─── EXERCISE MATERIALS ───

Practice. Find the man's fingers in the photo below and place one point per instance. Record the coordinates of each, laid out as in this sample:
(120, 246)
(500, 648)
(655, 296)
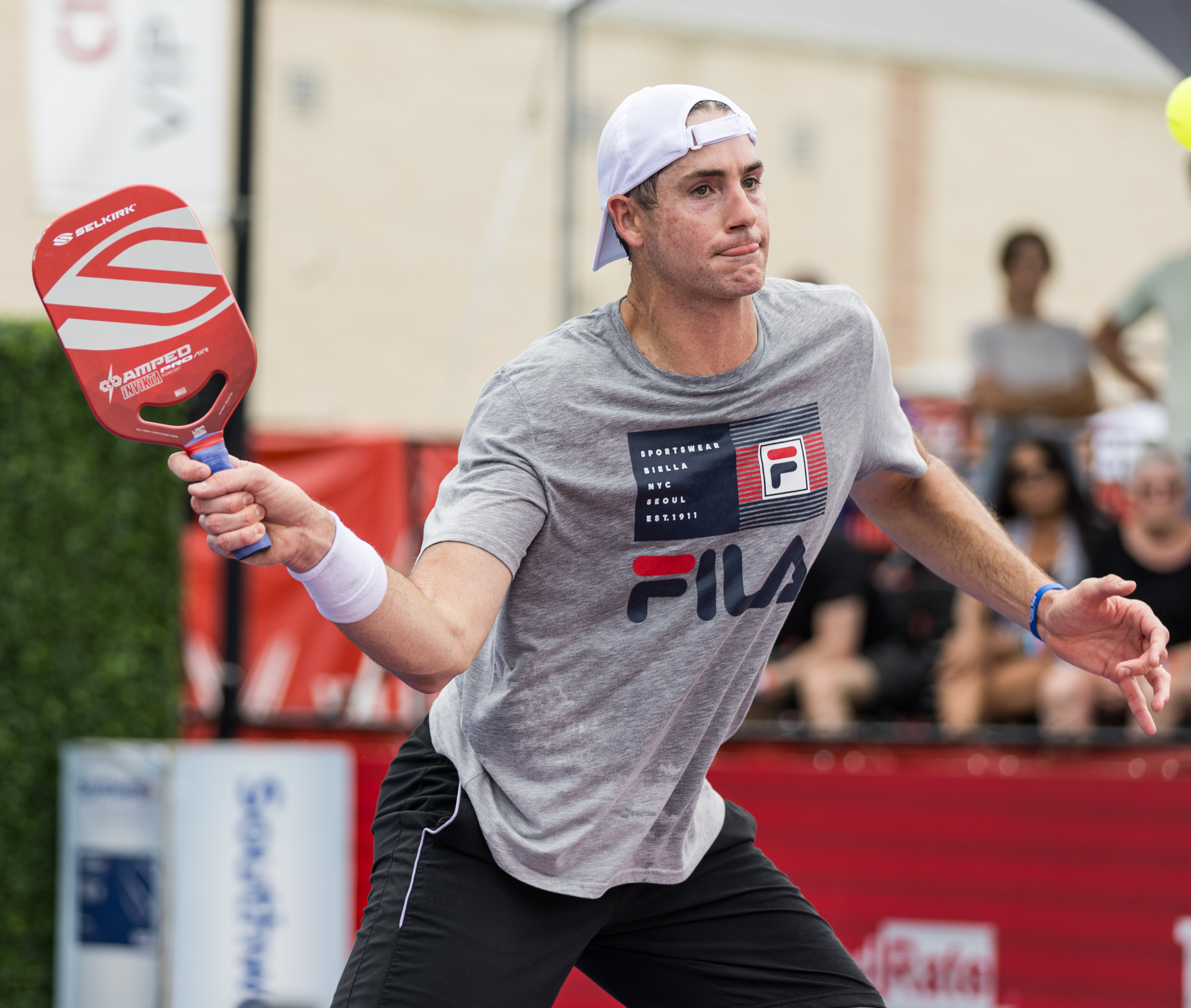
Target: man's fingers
(1110, 586)
(1159, 637)
(224, 522)
(228, 504)
(226, 544)
(1160, 681)
(185, 467)
(1137, 701)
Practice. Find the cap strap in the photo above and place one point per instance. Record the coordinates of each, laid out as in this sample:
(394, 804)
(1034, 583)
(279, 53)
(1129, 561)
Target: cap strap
(716, 130)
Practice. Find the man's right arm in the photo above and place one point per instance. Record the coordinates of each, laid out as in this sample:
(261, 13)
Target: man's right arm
(428, 627)
(1108, 342)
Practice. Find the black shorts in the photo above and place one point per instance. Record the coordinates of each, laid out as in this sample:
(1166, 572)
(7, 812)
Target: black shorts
(446, 926)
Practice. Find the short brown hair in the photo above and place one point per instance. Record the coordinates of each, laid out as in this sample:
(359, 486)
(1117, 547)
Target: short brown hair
(1014, 244)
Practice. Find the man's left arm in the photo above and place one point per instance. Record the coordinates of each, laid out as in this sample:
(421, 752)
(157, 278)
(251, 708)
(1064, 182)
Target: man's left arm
(1093, 626)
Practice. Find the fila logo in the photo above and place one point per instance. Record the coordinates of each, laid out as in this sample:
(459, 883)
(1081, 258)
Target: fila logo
(661, 581)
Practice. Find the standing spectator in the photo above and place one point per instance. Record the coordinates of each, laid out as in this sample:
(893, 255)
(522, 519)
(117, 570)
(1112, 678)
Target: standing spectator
(990, 669)
(1153, 548)
(1032, 376)
(1168, 289)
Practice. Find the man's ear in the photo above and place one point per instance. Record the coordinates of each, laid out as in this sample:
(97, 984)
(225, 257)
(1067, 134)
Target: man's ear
(627, 216)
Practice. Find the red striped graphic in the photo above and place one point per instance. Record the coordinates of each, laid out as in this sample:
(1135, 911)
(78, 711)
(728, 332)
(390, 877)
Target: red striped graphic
(816, 460)
(748, 475)
(658, 566)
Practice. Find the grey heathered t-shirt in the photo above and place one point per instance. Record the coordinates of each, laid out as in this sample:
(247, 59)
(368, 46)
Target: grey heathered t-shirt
(1026, 354)
(658, 527)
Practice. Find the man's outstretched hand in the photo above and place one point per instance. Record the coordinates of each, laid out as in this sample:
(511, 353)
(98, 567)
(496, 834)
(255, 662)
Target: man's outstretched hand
(235, 508)
(1096, 628)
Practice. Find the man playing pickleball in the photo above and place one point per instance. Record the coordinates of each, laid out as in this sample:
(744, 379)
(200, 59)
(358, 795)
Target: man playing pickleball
(636, 502)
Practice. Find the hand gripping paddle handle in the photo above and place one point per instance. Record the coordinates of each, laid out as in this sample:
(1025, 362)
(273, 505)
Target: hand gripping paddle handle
(211, 451)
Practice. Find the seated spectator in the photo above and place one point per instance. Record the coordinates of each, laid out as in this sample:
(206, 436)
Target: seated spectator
(990, 669)
(875, 646)
(1153, 548)
(827, 621)
(1032, 376)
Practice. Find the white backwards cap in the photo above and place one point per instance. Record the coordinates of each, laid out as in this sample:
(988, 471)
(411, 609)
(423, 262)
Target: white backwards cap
(645, 135)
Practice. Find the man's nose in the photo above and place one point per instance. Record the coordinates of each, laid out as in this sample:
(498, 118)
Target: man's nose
(741, 212)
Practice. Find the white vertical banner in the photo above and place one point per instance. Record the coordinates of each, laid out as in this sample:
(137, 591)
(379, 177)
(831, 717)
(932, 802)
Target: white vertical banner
(260, 907)
(110, 833)
(125, 92)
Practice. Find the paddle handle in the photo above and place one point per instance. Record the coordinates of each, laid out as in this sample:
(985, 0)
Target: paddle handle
(211, 451)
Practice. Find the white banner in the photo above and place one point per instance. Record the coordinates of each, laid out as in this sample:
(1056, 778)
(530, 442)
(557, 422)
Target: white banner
(129, 91)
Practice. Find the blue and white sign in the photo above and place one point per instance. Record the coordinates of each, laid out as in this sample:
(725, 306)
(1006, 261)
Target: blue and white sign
(204, 876)
(260, 908)
(109, 875)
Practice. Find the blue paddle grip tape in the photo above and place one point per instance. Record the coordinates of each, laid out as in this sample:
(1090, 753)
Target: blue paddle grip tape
(216, 458)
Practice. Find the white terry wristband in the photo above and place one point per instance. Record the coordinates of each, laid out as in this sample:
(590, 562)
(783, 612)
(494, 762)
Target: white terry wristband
(349, 583)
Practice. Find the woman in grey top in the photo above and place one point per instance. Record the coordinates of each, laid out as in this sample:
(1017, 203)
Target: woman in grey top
(1032, 376)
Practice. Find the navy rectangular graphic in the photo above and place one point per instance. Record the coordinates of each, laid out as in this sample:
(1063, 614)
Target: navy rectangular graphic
(716, 479)
(116, 900)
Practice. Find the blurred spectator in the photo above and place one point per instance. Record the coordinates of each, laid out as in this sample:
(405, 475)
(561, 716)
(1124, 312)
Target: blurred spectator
(990, 669)
(827, 621)
(1168, 289)
(1032, 376)
(1153, 548)
(875, 647)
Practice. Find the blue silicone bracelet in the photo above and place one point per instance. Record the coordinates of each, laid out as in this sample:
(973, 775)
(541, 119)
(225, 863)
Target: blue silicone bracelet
(1034, 604)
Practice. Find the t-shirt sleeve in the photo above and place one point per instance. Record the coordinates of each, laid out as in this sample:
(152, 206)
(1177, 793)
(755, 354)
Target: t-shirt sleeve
(1137, 303)
(495, 497)
(981, 345)
(1081, 353)
(889, 439)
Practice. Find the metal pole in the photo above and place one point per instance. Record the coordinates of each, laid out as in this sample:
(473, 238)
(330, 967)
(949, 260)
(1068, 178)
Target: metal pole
(567, 297)
(234, 429)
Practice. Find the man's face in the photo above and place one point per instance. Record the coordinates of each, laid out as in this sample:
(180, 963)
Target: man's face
(1026, 271)
(710, 230)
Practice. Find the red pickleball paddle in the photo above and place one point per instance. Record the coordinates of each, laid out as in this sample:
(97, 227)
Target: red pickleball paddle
(146, 317)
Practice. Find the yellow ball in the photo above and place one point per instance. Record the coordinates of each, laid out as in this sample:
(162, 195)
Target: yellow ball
(1178, 112)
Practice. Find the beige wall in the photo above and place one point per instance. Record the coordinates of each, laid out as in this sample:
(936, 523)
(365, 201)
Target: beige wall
(21, 224)
(376, 196)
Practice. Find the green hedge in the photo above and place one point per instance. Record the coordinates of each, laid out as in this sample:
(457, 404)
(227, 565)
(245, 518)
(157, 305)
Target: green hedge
(88, 620)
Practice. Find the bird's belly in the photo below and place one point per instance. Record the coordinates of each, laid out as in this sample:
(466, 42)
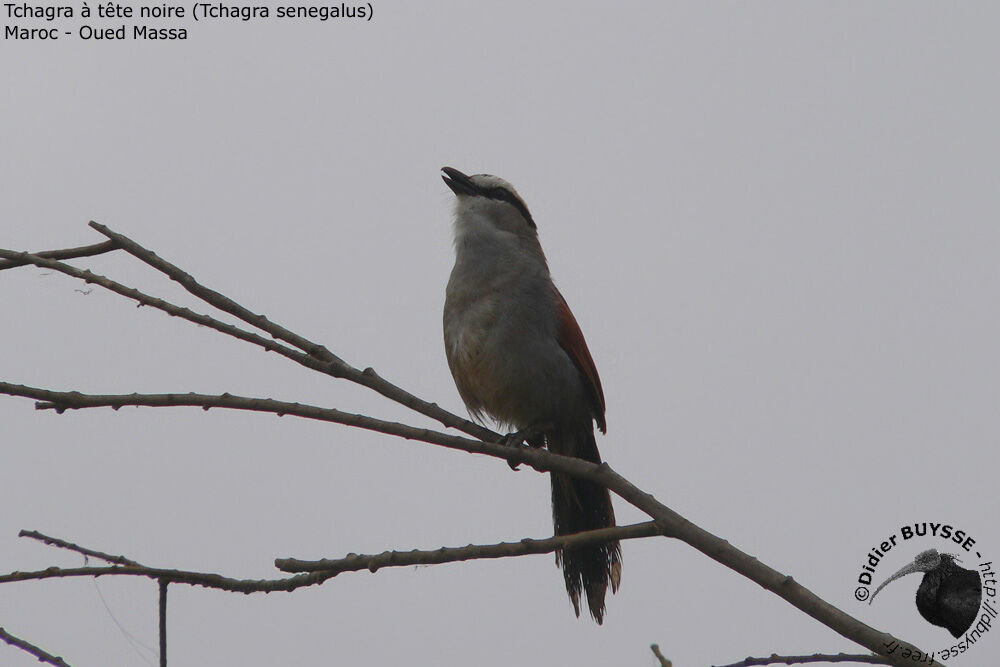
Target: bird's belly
(507, 366)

───

REQUIREMENTS: All of the data above should be quoted exactly, except for the pictures.

EXERCISE ANSWER:
Practice. Find the man's fingers in the photo below and place one point per instance. Record the coordinates of each, laid out as in this sample:
(120, 246)
(500, 648)
(655, 296)
Target: man's fingers
(1110, 586)
(1159, 637)
(224, 522)
(228, 504)
(226, 544)
(1160, 681)
(185, 467)
(1137, 701)
Practice. Find the cap strap in the photo above and place one point per instance. Record the coordinates of each, laid out as in this sample:
(394, 804)
(1034, 583)
(279, 53)
(1129, 561)
Target: cap strap
(716, 130)
Practice. Find the man's right arm in the photo above and place one point per instance. Record the coordinates of each, laid out as in this sample:
(261, 13)
Target: man's right arm
(428, 627)
(1108, 342)
Practice. Find the black shorts in the photo above and place one point per instance. Record the coordinates of each, laid out as in this sample:
(1166, 572)
(7, 812)
Target: black shorts
(446, 926)
Practice. Find the short brown hair in the photo above and place one point per instance. Record the coordinates of each, laid out as in this sample:
(359, 486)
(1117, 547)
Target: short brown hair
(1014, 244)
Practice. Find the man's left arm in the photo above and place one point per instance. Record the coordinates of each, laid out as in this sample:
(421, 752)
(157, 278)
(251, 708)
(1064, 182)
Target: man's left arm
(1093, 626)
Practice. Find the fila logo in the photo above and place one point per instance. Record the coordinates of each, laid out as in this sample:
(459, 883)
(1081, 258)
Target: fila logo
(661, 581)
Practice. Find the standing spectator in the photo above and place one point per instance. Record the coordinates of each, laid out as in this sample:
(893, 255)
(522, 519)
(117, 570)
(1112, 678)
Target: standing spectator
(990, 669)
(1153, 548)
(1032, 376)
(1168, 289)
Practice. Find the man's ear in the photo above and place one point per instance. Record the coordinates of each, laid out as in this sample:
(97, 984)
(225, 257)
(1067, 134)
Target: man's ear
(627, 216)
Practice. Find the red striped graphic in the photo above and place one point per instance. Record the coordinates of each, laid out as in this sample:
(1135, 911)
(78, 711)
(728, 332)
(390, 877)
Target: red striped graphic
(816, 460)
(748, 475)
(658, 566)
Practice. Find the grey heathered t-shirt in the photo above and place one point per instance. Record the coordinates of each, laid out as in this sample:
(247, 59)
(368, 46)
Target: grey heathered t-shirt
(1026, 354)
(658, 527)
Practice. Find the man's outstretched hand in the photo above and place one point per instance. Record the coordinates of each, laid out as in this sample:
(511, 353)
(98, 567)
(496, 834)
(255, 662)
Target: man's outstretched hand
(235, 508)
(1096, 628)
Practice. Find the man playing pickleball in the photo above and place one point per instance. Record the coordinates of each, laid out as in this sample:
(744, 379)
(200, 59)
(358, 795)
Target: man playing pickleball
(636, 502)
Practice. Find the hand gripping paddle handle in the photo above and place one point per instance. Record the coordinates of each, laid out as in this sample:
(1025, 362)
(273, 505)
Target: hand gripping paddle handle
(211, 451)
Practice. Find the seated spectator in the photo above and place one point per instance. Record the coordinates of each, laid out as in this sample:
(206, 436)
Target: seated spectator
(990, 669)
(875, 646)
(1153, 548)
(827, 621)
(1032, 376)
Practice. Find the white backwards cap in the photo above and place one point per instance. Record the coordinates of each, laid out as in this sample:
(988, 471)
(411, 609)
(423, 262)
Target: white backwards cap
(645, 135)
Practice. Find the man's nose in the photo above and place one point per instance. Record the coordinates of each, laid out as in this sample:
(498, 118)
Target: man's nose
(741, 212)
Practice. Find the white vertical banner in the photo above and place one point per instance. Record the coordinates of each, laid out as in this sample:
(137, 591)
(379, 177)
(831, 717)
(932, 802)
Target: white vertical banner
(260, 907)
(110, 833)
(125, 92)
Practice. Find the paddle handle in the photo above and place one point per instance. Record the coordinates of each, laid out as in this sample:
(985, 0)
Target: paddle handle
(211, 451)
Practice. Find the white banner in the photo above and place one point per instance. Record the coordinates of each, laid out as in this sample:
(1056, 778)
(530, 442)
(557, 422)
Target: white banner
(129, 91)
Practice. Find the blue and white sign in the photo above and place one point per instance. Record the coordinates of each, laid out as in this sample:
(725, 306)
(1006, 261)
Target: blue and white sign
(204, 876)
(260, 908)
(109, 875)
Practice. Find the blue paddle grip tape in the photo above and place one point per instance. Record the coordinates of each, laid out as in this sample:
(1090, 753)
Target: blue paddle grip tape
(216, 458)
Practice. Find the white terry wristband in the photo above and place one point per instance. Record the coordinates of each, laid out as in this sample:
(590, 562)
(783, 612)
(494, 762)
Target: white terry wristband
(349, 583)
Practice. Find the woman in grey top in the photo above and place one point per instance. Record the coordinates of each, laid out as in this sample:
(1017, 203)
Target: woman in grey top
(1032, 376)
Practice. Find the navy rectangular graphic in the photo above and place one point per instance. Record the coordinates of each, laid out as in this sample:
(1063, 614)
Target: navy rectangular graphic
(716, 479)
(116, 900)
Practice. Find the blurred spectator in the photo above and place one point per instance. Record the coordinates of each, laid out as in this sample:
(405, 475)
(561, 716)
(1124, 312)
Target: blurred spectator
(990, 669)
(827, 621)
(1168, 289)
(1032, 376)
(1153, 548)
(875, 647)
Practice. Find the blue silicone bracelet in the photo above and place one point per instance. Record the coordinates of each, laid out as in this sample:
(973, 775)
(541, 119)
(225, 863)
Target: blue silicone bracelet
(1034, 604)
Practice. Find the t-shirt sleeve in the photo above and place one point per instance. Record the coordinates of each, laid out as in this sample:
(152, 206)
(1177, 793)
(755, 354)
Target: t-shirt sleeve
(1137, 303)
(495, 497)
(981, 345)
(1081, 353)
(889, 439)
Practice. Find the metal pole in the photo above and place one point per instance. Record the coordinates of each, laid out as in this sample:
(473, 238)
(330, 967)
(949, 260)
(1068, 178)
Target: metal pole
(567, 297)
(234, 429)
Practice. Find the man's face in the photo above and place one point per instance. Record the coordinates of each, laid out as in this sample:
(180, 963)
Target: man's face
(1026, 271)
(710, 230)
Practice. Find the red pickleball paddle in the photo above and place one point per instance. Record the coordinates of each, laid out as in this sample:
(97, 227)
Target: red pickleball paddle
(146, 317)
Practice. Find the yellow ball in the photo above and place one point per instance. Record the coordinates of each, laid out as in this sample:
(162, 195)
Target: yellow ball
(1178, 112)
Practice. Find the beige wall in the photo above and place one point per instance. Record the coordinates of each, laid out as in this sample:
(936, 523)
(365, 201)
Target: beige wall
(21, 224)
(376, 196)
Practice. Find the green hedge in the photo above and place one point per instance. Record the coordinates of each, laid out as in this sample:
(457, 404)
(227, 565)
(245, 518)
(157, 305)
Target: green hedge
(88, 620)
Practice. Find the bird's belly in the photo below and place one point per instance. Record the coordinates of each, laid out as in this sample:
(466, 42)
Target: bird's belly
(507, 366)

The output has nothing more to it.